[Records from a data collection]
▼

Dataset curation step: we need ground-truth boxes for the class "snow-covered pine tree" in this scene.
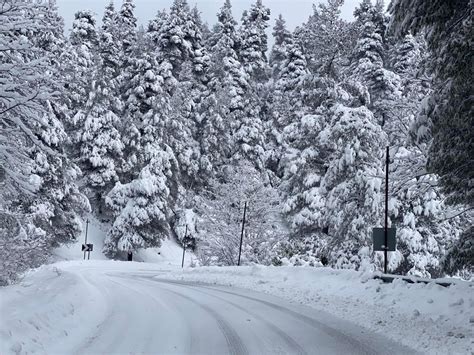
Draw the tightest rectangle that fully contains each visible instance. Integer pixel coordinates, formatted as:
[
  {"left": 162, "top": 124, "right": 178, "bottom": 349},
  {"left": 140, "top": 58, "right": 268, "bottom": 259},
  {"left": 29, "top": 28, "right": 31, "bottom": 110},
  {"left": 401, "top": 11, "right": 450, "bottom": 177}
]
[
  {"left": 149, "top": 0, "right": 214, "bottom": 186},
  {"left": 100, "top": 1, "right": 121, "bottom": 81},
  {"left": 230, "top": 0, "right": 272, "bottom": 169},
  {"left": 320, "top": 103, "right": 387, "bottom": 270},
  {"left": 294, "top": 0, "right": 351, "bottom": 77},
  {"left": 147, "top": 10, "right": 169, "bottom": 50},
  {"left": 0, "top": 0, "right": 88, "bottom": 283},
  {"left": 117, "top": 0, "right": 137, "bottom": 60},
  {"left": 154, "top": 0, "right": 205, "bottom": 78},
  {"left": 166, "top": 61, "right": 202, "bottom": 186},
  {"left": 279, "top": 78, "right": 334, "bottom": 240},
  {"left": 239, "top": 0, "right": 271, "bottom": 83},
  {"left": 269, "top": 14, "right": 291, "bottom": 81},
  {"left": 75, "top": 88, "right": 124, "bottom": 198},
  {"left": 349, "top": 0, "right": 401, "bottom": 125},
  {"left": 383, "top": 32, "right": 467, "bottom": 277},
  {"left": 70, "top": 1, "right": 128, "bottom": 213},
  {"left": 267, "top": 35, "right": 310, "bottom": 177},
  {"left": 205, "top": 0, "right": 248, "bottom": 169},
  {"left": 104, "top": 146, "right": 180, "bottom": 258},
  {"left": 66, "top": 10, "right": 98, "bottom": 120},
  {"left": 389, "top": 0, "right": 473, "bottom": 208},
  {"left": 33, "top": 0, "right": 66, "bottom": 67},
  {"left": 119, "top": 53, "right": 174, "bottom": 180}
]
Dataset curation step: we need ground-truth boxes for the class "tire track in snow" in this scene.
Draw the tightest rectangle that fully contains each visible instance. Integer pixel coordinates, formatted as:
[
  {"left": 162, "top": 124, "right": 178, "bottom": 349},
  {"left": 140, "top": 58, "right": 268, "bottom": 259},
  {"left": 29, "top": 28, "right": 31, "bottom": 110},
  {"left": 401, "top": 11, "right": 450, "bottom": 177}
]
[
  {"left": 152, "top": 278, "right": 383, "bottom": 355},
  {"left": 104, "top": 275, "right": 192, "bottom": 354},
  {"left": 147, "top": 276, "right": 307, "bottom": 355},
  {"left": 156, "top": 285, "right": 249, "bottom": 355}
]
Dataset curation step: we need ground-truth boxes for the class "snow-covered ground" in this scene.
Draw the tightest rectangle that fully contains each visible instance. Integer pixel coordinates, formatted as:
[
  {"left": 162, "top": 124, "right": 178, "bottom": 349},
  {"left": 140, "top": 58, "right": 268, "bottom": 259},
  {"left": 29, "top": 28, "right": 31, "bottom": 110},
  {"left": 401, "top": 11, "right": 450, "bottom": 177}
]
[
  {"left": 160, "top": 265, "right": 474, "bottom": 354},
  {"left": 1, "top": 216, "right": 472, "bottom": 354},
  {"left": 1, "top": 260, "right": 472, "bottom": 354},
  {"left": 52, "top": 215, "right": 197, "bottom": 266}
]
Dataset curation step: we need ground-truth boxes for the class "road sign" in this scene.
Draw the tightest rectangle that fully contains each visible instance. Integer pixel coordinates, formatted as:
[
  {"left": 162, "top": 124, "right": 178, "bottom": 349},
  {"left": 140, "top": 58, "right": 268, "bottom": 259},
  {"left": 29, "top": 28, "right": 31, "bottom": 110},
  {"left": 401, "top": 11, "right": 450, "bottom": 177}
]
[
  {"left": 373, "top": 228, "right": 396, "bottom": 251},
  {"left": 82, "top": 243, "right": 93, "bottom": 252}
]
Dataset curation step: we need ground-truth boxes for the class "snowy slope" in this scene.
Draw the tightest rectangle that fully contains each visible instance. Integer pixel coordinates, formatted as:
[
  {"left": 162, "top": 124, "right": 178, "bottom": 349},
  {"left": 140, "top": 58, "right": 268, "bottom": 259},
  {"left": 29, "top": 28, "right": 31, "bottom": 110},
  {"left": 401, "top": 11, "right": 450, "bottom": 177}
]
[
  {"left": 52, "top": 215, "right": 196, "bottom": 266},
  {"left": 52, "top": 215, "right": 108, "bottom": 261}
]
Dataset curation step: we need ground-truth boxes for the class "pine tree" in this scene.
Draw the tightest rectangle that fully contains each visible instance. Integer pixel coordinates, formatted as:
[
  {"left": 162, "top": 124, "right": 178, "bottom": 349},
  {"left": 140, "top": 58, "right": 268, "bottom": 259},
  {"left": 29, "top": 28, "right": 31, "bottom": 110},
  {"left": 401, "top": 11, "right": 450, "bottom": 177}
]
[
  {"left": 279, "top": 78, "right": 334, "bottom": 239},
  {"left": 0, "top": 0, "right": 88, "bottom": 282},
  {"left": 349, "top": 0, "right": 401, "bottom": 125},
  {"left": 117, "top": 0, "right": 137, "bottom": 59},
  {"left": 75, "top": 89, "right": 124, "bottom": 194},
  {"left": 147, "top": 10, "right": 169, "bottom": 49},
  {"left": 100, "top": 1, "right": 121, "bottom": 81},
  {"left": 320, "top": 103, "right": 387, "bottom": 270},
  {"left": 104, "top": 146, "right": 180, "bottom": 258},
  {"left": 119, "top": 53, "right": 173, "bottom": 179},
  {"left": 268, "top": 36, "right": 310, "bottom": 177},
  {"left": 389, "top": 0, "right": 473, "bottom": 207},
  {"left": 239, "top": 0, "right": 271, "bottom": 83},
  {"left": 383, "top": 33, "right": 461, "bottom": 277},
  {"left": 230, "top": 0, "right": 271, "bottom": 169},
  {"left": 206, "top": 0, "right": 248, "bottom": 167},
  {"left": 155, "top": 0, "right": 206, "bottom": 78},
  {"left": 269, "top": 15, "right": 291, "bottom": 81},
  {"left": 66, "top": 10, "right": 98, "bottom": 136},
  {"left": 294, "top": 0, "right": 351, "bottom": 77}
]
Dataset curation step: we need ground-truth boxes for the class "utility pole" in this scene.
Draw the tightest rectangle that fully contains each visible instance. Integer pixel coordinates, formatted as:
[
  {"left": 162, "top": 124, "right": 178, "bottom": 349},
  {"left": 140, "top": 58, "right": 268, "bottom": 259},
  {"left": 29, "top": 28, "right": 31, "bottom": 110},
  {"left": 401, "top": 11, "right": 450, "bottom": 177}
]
[
  {"left": 237, "top": 201, "right": 247, "bottom": 266},
  {"left": 181, "top": 225, "right": 188, "bottom": 268},
  {"left": 84, "top": 219, "right": 89, "bottom": 260},
  {"left": 384, "top": 146, "right": 389, "bottom": 274}
]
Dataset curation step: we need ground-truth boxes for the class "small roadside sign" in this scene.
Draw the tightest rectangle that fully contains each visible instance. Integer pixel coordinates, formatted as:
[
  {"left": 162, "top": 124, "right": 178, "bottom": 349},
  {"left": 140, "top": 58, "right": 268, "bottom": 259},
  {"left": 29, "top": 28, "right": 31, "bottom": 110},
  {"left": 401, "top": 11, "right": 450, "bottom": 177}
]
[
  {"left": 82, "top": 243, "right": 93, "bottom": 252},
  {"left": 373, "top": 228, "right": 396, "bottom": 251}
]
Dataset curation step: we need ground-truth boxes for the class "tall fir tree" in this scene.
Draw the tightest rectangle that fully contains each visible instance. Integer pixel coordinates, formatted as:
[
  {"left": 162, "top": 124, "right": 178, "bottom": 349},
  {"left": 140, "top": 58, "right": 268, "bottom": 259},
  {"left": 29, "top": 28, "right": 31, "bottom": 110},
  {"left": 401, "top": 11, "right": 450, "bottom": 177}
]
[
  {"left": 104, "top": 146, "right": 180, "bottom": 258},
  {"left": 0, "top": 0, "right": 88, "bottom": 283},
  {"left": 269, "top": 14, "right": 291, "bottom": 81},
  {"left": 294, "top": 0, "right": 351, "bottom": 77},
  {"left": 349, "top": 0, "right": 401, "bottom": 125},
  {"left": 239, "top": 0, "right": 271, "bottom": 83},
  {"left": 389, "top": 0, "right": 473, "bottom": 208}
]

▲

*Activity*: Using the entries above, say how many lines contain the string "covered"; the number is the full reply.

*Finished exercise*: 2